STATED EXERCISE 1. Find each line in the records below that contains the string "chandelier", and copy those lines.
STATED EXERCISE 2. Extend the article on the Mount Eerie compilation album Pre-Human Ideas, picking up after its final sentence.

SOURCE DOCUMENT.
Compilation album by Mount Eerie
- Released: November 12, 2013
- Recorded: 2011−2013
- Genres: Electronic, experimental
- Length: 41:10
- Labels: P.W. Elverum & Sun.
- Producer: Phil Elverum

Mount Eerie chronology
| Live in Bloomington, September 30, 2011 (2013) | Pre-Human Ideas (2013) | Sauna (2015) |

= Pre-Human Ideas =

Pre-Human Ideas is a compilation album released by Phil Elverum under the name Mount Eerie, on November 12, 2013. The album consists of computerised versions of songs from his 2012 releases Clear Moon and Ocean Roar, plus 2 organ excerpts from the songs "Pale Lights" and "The Place Lives" from Ocean Roar and Clear Moon respectively.

Excerpts of labeled region data:
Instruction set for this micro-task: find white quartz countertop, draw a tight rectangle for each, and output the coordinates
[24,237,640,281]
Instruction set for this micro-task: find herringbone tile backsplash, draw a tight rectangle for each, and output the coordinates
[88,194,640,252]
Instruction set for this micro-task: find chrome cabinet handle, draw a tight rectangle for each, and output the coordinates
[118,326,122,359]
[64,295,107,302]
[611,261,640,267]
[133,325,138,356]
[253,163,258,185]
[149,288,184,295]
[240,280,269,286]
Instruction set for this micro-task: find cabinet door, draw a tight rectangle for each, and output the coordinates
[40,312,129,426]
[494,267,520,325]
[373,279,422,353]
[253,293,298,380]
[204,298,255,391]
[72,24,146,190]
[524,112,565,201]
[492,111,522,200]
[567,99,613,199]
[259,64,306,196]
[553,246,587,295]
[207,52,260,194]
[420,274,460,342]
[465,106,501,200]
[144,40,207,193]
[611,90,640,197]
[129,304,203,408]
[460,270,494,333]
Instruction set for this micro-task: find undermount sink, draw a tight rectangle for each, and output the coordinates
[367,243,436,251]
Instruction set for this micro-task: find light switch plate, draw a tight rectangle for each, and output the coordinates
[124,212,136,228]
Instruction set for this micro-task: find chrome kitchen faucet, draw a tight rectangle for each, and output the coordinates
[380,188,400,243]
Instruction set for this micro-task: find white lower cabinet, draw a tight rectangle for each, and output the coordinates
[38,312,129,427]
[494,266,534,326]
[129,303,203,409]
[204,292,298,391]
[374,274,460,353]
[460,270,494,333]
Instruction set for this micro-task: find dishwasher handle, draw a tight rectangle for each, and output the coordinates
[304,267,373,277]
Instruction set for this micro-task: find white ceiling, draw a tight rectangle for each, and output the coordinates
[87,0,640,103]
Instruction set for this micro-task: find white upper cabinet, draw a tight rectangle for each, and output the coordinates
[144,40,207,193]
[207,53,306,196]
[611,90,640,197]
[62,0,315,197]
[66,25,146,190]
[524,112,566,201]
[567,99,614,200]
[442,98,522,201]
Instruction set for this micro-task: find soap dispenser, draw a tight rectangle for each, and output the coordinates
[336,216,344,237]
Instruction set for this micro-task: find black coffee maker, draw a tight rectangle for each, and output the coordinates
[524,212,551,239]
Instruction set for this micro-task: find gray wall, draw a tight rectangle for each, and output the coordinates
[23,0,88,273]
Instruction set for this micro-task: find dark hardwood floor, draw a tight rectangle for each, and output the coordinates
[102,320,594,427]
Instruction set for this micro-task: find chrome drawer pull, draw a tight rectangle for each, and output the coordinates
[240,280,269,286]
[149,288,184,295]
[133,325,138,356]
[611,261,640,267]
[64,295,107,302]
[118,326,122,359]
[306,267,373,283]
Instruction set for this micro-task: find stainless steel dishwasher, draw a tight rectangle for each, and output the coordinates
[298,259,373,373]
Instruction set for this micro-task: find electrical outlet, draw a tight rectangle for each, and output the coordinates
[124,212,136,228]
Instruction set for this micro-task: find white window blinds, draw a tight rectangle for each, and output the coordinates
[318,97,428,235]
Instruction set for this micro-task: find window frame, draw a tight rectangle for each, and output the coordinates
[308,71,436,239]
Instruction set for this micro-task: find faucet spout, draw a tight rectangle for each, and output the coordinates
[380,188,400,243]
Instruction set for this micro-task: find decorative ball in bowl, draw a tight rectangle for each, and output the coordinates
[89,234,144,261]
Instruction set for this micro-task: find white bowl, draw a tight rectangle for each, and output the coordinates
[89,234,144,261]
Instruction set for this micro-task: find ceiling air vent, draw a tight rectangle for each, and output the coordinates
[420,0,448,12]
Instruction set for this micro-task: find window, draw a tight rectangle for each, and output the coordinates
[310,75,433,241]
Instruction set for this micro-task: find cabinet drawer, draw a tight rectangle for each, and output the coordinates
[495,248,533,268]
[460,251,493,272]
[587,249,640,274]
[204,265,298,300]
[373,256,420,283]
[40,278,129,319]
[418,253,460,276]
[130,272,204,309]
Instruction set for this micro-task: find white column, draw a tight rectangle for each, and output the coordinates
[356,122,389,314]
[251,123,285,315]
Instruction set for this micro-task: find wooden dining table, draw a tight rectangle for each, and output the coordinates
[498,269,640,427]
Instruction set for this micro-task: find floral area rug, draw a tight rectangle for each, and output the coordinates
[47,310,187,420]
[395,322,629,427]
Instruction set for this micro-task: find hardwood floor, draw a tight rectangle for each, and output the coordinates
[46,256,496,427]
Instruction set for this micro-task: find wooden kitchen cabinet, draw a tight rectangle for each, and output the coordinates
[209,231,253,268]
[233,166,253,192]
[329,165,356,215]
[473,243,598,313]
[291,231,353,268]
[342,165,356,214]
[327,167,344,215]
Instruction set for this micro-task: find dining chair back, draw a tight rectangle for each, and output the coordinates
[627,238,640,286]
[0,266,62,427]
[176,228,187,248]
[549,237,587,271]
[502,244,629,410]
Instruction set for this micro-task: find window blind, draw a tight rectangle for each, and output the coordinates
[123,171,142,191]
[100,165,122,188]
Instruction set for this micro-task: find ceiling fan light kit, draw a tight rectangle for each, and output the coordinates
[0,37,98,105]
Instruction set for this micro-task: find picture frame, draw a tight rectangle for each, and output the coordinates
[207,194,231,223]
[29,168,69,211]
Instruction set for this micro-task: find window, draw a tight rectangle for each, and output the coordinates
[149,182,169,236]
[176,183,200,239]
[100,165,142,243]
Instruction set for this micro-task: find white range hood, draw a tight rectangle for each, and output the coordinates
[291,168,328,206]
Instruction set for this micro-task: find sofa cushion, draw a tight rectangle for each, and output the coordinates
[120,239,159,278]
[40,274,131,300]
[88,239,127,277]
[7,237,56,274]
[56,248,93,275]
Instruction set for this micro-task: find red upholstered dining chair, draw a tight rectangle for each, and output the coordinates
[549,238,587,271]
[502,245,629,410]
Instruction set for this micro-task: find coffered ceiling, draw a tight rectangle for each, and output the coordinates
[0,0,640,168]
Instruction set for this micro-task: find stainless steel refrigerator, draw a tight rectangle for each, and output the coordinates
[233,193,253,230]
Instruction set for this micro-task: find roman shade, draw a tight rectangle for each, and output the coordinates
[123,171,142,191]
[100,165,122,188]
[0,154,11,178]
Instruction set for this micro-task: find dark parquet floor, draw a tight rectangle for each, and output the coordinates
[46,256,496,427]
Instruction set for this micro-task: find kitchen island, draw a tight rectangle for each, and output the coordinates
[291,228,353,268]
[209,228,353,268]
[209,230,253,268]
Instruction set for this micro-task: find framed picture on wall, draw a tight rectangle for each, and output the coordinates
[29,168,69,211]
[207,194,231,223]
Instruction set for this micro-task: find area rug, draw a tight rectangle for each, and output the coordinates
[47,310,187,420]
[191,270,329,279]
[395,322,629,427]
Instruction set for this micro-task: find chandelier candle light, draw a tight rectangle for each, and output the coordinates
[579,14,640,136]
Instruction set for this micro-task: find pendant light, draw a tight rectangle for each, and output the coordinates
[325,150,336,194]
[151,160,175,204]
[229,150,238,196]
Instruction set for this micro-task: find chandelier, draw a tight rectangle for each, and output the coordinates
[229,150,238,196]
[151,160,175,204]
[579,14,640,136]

EXPECTED ANSWER 1.
Instruction set for this micro-task: find chandelier candle light, draw a tight rectangle for each, and output the coordinates
Instruction set for this micro-task: find chandelier, draw a tight rectangle for each, and output the coordinates

EXPECTED ANSWER 2.
The album is a derivation from Elverum's typical sound with his vocals layered in autotune and pitched higher in some instances to resemble a female voice.

==Recording==
Recording took place over the time span of 3 years in the recording studio Unknown in Anacortes, Washington.

==Reception==

The album received generally positive reviews upon release. Metacritic, which assigns a normalized rating out of 100 to reviews from music critics, the album has received an average score of 72 based on 10 critics, indicating "generally favourable reviews".

Heather Phares of AllMusic wrote that the album was "More than just musical footnotes, these reworkings add extra depth to Mount Eerie's already complex body of work". Alex Young of Consequence of Sound said of the album "Overall, it's barely more than a set of curios, which may have been better off released as a free download". Eric Hill of Exclaim! described the album as "sweet and creepy" and thinking that the experimentation, on the whole, was a success. Robert Ham of Paste wrote that the album "certainly has a welcome place in his vast and varied discography".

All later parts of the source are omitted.